#### Texte de lecture

Après ce combat du 28 mai, qui concourait avec l’ordre intimé au général Wrangel d’évacuer le Jutland, la lutte prit un caractère nouveau ; elle devint beaucoup plus diplomatique que militaire, ou du moins la marche des deux armées fut de ce moment dominée par les négociations ouvertes pour la pacification du pays. Le général Hedemann reçut, dans ces conjonctures, l’ordre de se tenir, autant qu’il serait possible, dans une attitude d’observation. Le général Wrangel avait dû recevoir du gouvernement prussien les mêmes recommandations. Cependant plusieurs combats ont encore eu lieu depuis cet effort de la diplomatie pour substituer les débats pacifiques au jugement de l’épée. C’est ainsi que, le 5 juin, les Danois furent l’objet d’une surprise qui faillit leur être funeste. Les Allemands devaient célébrer ce jour-là la fête du roi de Hanovre par une grande revue ; ils en profitèrent pour tomber à l’improviste sur les Danois, qui furent cernés et repoussés dans leurs retranchemens, mais qui reprirent ensuite de l’élan et ressaisirent leurs positions. Enfin, à une époque plus récente, le 28 et le 29 juin, quelques escarmouches non moins inattendues que le combat précédent ont été engagées dans le nord du Schleswig par les troupes allemandes, qui ont gagné de ce côté-là un terrain favorable.

#### Données fournies
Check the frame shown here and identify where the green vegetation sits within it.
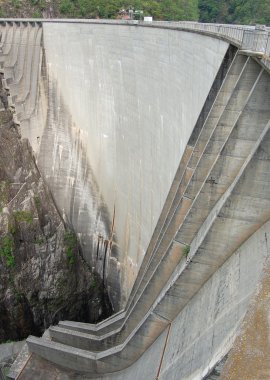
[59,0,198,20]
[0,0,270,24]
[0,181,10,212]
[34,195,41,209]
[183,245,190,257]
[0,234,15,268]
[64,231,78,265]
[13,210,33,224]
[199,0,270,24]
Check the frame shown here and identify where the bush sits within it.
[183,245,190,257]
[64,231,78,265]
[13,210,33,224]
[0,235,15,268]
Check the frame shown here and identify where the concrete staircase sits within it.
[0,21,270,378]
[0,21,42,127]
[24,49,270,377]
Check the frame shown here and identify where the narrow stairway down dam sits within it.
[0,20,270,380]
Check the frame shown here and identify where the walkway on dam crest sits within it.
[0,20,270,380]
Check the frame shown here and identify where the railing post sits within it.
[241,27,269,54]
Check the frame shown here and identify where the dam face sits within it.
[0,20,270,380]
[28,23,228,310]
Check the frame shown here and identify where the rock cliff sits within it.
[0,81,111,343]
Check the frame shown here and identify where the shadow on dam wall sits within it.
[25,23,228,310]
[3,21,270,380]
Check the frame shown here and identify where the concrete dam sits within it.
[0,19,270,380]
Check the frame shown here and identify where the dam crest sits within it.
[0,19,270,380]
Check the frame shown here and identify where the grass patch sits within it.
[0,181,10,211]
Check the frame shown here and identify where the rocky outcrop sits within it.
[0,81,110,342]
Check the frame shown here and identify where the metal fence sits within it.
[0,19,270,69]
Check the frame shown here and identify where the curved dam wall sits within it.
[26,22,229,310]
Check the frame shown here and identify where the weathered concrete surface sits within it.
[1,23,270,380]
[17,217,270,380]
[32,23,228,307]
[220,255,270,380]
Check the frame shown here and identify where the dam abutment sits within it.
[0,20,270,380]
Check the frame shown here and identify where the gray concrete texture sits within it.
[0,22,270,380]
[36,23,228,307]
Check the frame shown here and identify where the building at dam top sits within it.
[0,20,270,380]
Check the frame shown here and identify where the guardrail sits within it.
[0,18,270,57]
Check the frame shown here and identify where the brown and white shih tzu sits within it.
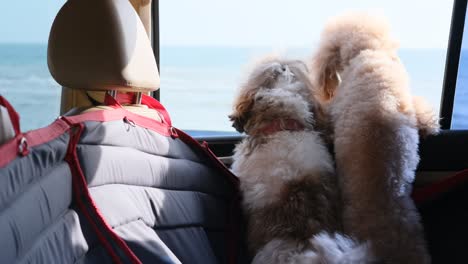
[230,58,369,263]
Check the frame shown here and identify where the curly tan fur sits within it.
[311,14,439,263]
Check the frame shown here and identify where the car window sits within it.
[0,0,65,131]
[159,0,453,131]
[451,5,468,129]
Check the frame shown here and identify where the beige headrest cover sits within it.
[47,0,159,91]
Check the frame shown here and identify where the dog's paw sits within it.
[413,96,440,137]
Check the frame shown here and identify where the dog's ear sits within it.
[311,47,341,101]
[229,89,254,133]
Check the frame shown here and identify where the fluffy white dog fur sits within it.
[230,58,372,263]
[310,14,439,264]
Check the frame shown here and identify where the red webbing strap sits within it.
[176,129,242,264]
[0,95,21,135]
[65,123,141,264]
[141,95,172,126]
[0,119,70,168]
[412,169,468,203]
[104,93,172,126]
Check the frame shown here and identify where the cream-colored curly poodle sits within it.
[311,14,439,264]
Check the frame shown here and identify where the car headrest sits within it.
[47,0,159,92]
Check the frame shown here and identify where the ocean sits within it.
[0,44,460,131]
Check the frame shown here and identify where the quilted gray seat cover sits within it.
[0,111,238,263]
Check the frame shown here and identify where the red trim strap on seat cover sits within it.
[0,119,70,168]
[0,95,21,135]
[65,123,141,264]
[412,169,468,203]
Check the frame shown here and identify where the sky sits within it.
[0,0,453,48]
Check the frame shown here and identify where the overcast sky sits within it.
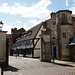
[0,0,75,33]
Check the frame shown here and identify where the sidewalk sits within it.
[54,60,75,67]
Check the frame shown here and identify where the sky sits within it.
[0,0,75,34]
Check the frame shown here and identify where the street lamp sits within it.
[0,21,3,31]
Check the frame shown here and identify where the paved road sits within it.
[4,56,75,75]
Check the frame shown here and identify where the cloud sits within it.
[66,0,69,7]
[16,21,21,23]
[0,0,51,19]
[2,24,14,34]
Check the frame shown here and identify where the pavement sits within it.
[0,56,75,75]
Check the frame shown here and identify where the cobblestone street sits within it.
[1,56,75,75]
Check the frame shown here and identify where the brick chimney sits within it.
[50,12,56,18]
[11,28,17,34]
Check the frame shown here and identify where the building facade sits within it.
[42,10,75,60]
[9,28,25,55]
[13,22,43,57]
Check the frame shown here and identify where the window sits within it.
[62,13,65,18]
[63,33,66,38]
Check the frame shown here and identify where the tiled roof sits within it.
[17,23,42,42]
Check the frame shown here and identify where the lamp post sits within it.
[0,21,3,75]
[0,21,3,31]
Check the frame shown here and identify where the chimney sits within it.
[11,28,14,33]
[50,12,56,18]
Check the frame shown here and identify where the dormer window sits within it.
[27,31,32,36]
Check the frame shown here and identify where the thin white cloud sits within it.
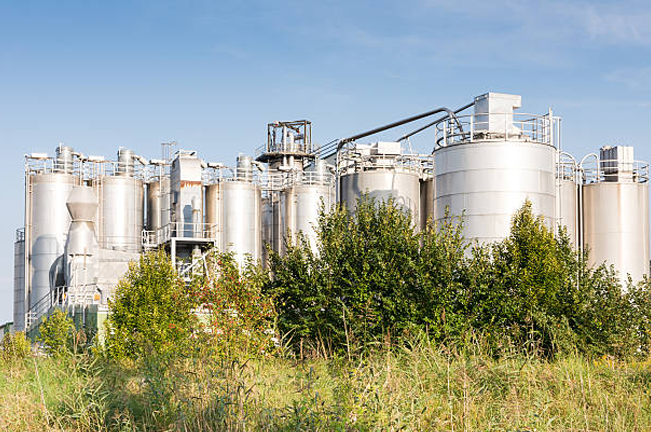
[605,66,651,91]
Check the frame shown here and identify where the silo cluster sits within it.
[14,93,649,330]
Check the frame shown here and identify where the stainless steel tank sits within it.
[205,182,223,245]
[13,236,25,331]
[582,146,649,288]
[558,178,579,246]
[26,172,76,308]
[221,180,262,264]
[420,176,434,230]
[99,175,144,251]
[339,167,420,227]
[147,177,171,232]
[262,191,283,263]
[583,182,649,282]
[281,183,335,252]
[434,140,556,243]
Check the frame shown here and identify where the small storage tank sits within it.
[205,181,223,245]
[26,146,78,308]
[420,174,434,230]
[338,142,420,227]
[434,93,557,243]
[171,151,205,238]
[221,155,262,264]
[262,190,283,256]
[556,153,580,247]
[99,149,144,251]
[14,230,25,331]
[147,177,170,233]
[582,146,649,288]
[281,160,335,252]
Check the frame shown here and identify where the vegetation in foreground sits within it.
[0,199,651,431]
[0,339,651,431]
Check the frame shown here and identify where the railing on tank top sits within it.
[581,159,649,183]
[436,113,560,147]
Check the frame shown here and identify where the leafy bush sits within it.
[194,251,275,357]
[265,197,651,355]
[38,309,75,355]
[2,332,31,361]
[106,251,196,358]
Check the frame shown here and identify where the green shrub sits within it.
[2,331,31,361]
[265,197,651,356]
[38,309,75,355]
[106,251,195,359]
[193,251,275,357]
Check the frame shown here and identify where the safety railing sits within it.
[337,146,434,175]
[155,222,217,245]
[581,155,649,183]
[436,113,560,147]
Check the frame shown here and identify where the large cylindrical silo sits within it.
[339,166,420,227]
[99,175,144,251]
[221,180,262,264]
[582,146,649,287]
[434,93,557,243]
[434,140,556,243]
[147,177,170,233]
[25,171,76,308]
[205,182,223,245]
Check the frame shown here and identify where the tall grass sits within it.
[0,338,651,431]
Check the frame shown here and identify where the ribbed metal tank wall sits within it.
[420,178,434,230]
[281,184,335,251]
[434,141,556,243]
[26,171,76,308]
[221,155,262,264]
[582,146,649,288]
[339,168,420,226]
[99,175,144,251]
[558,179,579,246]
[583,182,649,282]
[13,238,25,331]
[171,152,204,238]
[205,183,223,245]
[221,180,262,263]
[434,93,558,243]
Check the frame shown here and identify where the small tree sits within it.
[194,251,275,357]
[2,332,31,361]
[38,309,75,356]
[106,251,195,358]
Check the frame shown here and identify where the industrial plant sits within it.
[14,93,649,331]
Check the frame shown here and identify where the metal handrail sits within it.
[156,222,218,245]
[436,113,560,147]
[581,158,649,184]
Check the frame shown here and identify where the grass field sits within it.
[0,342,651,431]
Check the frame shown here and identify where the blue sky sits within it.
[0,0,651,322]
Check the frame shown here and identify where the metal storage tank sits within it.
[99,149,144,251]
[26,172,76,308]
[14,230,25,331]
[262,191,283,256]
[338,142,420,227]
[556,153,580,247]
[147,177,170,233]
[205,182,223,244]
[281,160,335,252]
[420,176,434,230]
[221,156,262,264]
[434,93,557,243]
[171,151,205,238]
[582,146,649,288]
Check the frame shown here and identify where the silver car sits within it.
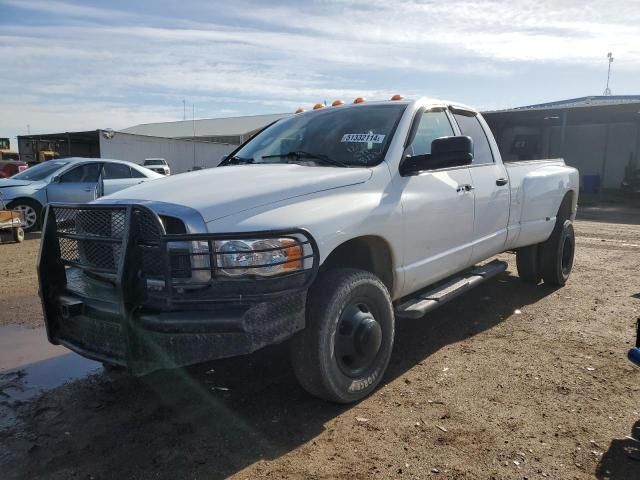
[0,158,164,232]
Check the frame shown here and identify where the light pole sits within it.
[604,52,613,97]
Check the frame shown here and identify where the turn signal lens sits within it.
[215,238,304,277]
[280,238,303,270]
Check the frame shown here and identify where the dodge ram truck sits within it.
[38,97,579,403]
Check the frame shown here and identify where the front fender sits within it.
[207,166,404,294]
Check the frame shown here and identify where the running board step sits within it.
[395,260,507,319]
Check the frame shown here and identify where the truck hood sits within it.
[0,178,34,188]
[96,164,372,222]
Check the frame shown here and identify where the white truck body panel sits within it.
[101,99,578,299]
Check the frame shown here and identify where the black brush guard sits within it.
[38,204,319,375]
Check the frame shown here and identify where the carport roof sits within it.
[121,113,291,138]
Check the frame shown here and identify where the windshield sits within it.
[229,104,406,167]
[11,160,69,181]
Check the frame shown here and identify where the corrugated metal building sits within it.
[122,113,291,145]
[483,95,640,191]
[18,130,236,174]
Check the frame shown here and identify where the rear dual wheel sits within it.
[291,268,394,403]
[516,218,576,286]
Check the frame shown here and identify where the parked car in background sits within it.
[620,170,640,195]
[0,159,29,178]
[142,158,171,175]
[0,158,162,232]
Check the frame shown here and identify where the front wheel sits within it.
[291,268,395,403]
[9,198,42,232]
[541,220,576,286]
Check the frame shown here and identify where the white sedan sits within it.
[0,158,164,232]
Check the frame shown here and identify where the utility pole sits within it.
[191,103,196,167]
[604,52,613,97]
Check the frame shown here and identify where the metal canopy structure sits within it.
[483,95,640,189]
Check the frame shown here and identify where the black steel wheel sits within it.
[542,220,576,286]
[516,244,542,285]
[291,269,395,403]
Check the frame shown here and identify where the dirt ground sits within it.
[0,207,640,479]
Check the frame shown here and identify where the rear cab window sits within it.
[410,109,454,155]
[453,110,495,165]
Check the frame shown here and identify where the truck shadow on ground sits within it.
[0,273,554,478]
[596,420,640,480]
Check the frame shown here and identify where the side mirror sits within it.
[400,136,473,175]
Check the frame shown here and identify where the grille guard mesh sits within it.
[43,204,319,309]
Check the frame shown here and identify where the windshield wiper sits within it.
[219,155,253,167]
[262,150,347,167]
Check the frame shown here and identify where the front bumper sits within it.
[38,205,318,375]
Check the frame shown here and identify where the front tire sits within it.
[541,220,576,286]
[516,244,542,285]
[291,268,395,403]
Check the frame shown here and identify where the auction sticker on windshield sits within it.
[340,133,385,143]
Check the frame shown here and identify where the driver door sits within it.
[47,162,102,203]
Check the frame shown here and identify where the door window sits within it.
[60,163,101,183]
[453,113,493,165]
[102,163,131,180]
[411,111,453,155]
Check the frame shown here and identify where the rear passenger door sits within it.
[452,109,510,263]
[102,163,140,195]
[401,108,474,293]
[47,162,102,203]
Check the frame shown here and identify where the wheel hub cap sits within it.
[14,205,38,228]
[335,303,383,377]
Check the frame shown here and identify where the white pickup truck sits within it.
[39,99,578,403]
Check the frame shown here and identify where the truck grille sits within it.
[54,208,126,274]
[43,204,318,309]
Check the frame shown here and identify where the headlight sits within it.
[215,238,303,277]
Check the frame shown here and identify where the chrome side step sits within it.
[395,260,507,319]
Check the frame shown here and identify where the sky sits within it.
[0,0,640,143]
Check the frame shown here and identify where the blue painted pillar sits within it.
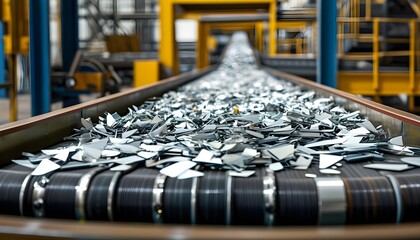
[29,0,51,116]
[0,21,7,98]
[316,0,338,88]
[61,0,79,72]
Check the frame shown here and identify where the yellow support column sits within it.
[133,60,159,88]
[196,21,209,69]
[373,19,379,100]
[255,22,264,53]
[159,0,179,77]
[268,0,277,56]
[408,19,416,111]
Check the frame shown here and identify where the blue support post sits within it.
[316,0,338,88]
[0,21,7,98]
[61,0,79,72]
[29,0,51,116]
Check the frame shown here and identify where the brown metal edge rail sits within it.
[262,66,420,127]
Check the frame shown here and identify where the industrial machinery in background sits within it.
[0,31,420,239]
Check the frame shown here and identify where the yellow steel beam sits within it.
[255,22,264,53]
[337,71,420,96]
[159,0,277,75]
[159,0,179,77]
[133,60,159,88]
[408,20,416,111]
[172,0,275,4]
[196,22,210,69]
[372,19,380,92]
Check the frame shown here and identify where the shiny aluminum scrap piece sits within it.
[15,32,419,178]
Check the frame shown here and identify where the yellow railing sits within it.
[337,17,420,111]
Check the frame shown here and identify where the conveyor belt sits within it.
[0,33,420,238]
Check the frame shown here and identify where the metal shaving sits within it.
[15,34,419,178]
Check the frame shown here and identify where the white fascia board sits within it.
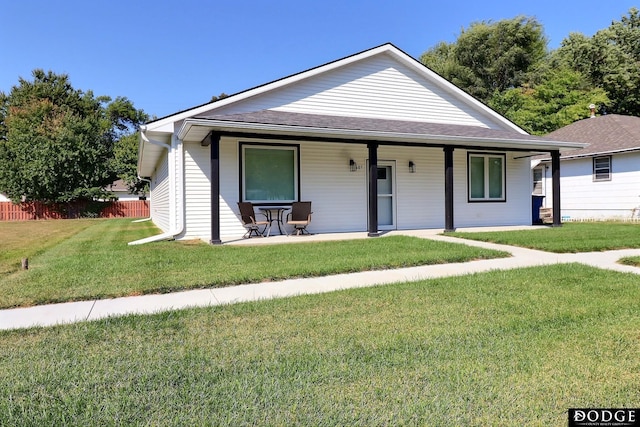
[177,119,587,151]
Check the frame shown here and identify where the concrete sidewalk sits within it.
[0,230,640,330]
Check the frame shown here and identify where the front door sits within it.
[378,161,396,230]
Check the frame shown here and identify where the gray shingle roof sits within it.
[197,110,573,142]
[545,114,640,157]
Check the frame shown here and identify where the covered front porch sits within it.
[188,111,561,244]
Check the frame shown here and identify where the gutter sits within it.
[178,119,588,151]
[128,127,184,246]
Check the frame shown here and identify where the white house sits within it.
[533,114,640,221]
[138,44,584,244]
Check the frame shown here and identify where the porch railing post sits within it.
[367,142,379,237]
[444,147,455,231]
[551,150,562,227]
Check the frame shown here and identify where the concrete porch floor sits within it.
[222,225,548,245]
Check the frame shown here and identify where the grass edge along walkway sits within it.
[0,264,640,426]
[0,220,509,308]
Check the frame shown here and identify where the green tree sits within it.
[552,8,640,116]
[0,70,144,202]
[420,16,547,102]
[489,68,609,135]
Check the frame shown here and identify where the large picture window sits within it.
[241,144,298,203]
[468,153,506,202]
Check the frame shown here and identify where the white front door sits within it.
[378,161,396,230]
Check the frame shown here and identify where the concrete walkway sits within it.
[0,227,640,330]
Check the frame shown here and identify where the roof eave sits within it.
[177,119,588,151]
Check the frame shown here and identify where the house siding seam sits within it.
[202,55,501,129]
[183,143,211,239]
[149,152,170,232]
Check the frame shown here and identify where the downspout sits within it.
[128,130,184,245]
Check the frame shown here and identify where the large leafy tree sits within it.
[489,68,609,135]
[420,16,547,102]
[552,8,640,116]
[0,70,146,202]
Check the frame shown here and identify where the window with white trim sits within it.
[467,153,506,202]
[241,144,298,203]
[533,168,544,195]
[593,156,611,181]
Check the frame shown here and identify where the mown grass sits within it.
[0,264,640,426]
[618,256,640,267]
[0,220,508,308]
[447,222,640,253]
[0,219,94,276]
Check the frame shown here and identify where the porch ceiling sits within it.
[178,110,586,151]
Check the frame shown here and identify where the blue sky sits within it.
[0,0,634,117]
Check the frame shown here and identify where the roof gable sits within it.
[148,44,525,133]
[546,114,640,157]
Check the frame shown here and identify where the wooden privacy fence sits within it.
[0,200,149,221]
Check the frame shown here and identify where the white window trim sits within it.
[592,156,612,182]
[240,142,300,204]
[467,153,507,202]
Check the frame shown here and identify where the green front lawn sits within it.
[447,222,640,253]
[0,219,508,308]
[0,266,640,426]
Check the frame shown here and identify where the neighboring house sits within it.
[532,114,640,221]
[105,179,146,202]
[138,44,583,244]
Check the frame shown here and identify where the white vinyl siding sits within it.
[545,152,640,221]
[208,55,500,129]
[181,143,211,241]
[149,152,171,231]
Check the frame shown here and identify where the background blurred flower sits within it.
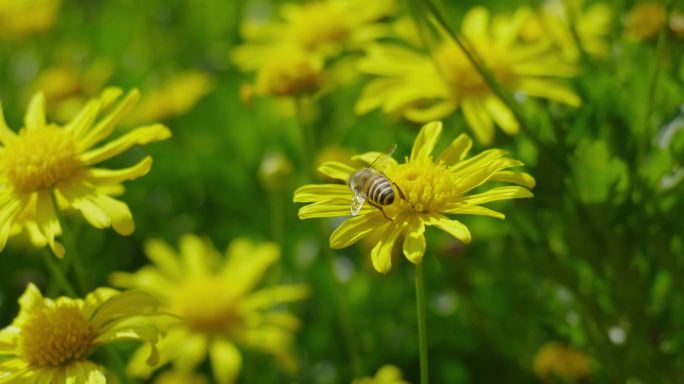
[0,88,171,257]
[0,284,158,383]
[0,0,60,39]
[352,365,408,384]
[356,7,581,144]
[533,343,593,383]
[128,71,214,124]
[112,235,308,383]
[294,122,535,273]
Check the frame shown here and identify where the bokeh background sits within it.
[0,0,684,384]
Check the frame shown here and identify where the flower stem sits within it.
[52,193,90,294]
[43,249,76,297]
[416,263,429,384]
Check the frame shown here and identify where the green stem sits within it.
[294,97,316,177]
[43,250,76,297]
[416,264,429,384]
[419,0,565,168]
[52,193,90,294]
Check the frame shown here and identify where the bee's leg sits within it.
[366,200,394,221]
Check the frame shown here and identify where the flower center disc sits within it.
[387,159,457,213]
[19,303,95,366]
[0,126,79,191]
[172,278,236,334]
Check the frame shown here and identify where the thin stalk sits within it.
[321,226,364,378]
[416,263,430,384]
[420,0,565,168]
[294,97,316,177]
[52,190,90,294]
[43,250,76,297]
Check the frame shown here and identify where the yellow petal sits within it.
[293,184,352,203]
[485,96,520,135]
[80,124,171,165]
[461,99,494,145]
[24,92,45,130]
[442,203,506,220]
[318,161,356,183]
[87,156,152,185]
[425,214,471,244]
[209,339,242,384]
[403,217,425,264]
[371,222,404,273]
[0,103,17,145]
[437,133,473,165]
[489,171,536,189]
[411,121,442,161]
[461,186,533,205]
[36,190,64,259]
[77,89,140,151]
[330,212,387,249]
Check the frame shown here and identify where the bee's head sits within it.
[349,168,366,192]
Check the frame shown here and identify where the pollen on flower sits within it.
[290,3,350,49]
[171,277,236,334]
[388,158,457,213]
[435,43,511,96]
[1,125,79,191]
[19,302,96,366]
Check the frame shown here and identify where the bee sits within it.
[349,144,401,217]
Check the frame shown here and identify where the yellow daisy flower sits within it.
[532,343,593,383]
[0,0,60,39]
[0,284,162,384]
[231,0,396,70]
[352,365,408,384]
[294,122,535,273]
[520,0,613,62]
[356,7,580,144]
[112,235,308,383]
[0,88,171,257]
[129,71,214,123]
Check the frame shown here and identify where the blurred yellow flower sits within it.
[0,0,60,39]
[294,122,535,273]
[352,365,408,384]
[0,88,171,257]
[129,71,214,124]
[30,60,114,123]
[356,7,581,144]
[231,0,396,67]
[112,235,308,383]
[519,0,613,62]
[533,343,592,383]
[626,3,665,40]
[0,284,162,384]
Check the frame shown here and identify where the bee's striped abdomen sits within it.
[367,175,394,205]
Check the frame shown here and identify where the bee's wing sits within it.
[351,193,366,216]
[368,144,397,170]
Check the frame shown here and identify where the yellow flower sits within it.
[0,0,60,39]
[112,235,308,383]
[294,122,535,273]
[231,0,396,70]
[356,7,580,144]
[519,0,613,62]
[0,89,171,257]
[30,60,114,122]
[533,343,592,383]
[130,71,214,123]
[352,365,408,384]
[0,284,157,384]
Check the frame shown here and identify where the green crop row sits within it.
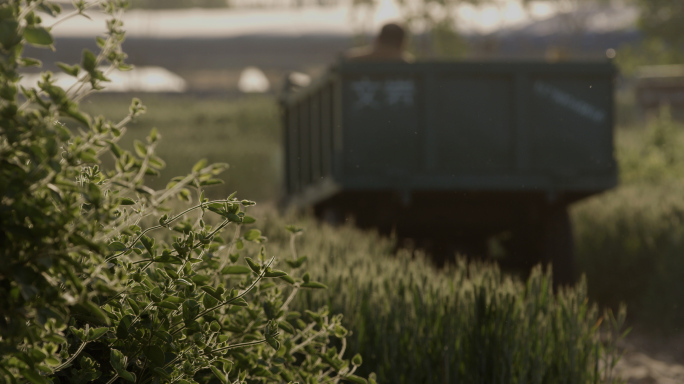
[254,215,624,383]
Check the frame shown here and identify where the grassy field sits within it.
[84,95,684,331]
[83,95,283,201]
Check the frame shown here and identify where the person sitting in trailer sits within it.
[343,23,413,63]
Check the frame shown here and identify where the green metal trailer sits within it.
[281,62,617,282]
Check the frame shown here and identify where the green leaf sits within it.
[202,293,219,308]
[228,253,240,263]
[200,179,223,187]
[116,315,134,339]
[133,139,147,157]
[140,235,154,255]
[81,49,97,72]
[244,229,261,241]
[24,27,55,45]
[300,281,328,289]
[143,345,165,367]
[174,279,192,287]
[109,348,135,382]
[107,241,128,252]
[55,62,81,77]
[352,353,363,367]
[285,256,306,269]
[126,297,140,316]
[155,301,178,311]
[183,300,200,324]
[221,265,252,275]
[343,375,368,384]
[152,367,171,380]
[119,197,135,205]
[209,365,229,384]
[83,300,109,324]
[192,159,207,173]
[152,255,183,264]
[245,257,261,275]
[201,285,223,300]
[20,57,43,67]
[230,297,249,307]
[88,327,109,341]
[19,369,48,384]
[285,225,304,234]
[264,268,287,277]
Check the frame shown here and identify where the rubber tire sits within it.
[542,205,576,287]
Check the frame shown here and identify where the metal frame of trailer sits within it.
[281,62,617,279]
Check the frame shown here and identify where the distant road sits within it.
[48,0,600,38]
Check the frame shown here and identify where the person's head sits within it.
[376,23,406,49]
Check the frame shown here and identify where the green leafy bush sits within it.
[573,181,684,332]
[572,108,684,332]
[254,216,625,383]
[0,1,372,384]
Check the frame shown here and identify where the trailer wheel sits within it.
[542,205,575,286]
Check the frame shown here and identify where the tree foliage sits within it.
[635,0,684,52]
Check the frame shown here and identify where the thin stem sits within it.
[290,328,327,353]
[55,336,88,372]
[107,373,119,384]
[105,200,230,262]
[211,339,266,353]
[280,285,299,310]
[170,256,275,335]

#### Exercices à faire
1. Relevez toutes les dates (jour et mois) qui figurent dans le texte de lecture.
2. Reprenez les lignes de données depuis celle qui contient "Check the frame shown here and identify where the dormer" jusqu'à celle qui contient "[14,93,649,330]", consignes comprises. Mettez à l'échelle les coordonnées des cadres dans les réponses en les multipliant par 2,05 et en arrondissant à l'entier, les demis vers le haut, sans reprendre les images.
Le texte de lecture et les lignes de données n'ont aucun lien entre eux.

#### Réponses complètes
1. 28 mai, 5 juin, 28 juin, 29 juin

2.
Check the frame shown here and identify where the dormer window sits within it.
[55,64,66,74]
Check the frame shown here and identify where the thin white cloud sits within it.
[1240,135,1335,187]
Check the frame shown here and identify where the silo cluster sits within it.
[29,191,1330,677]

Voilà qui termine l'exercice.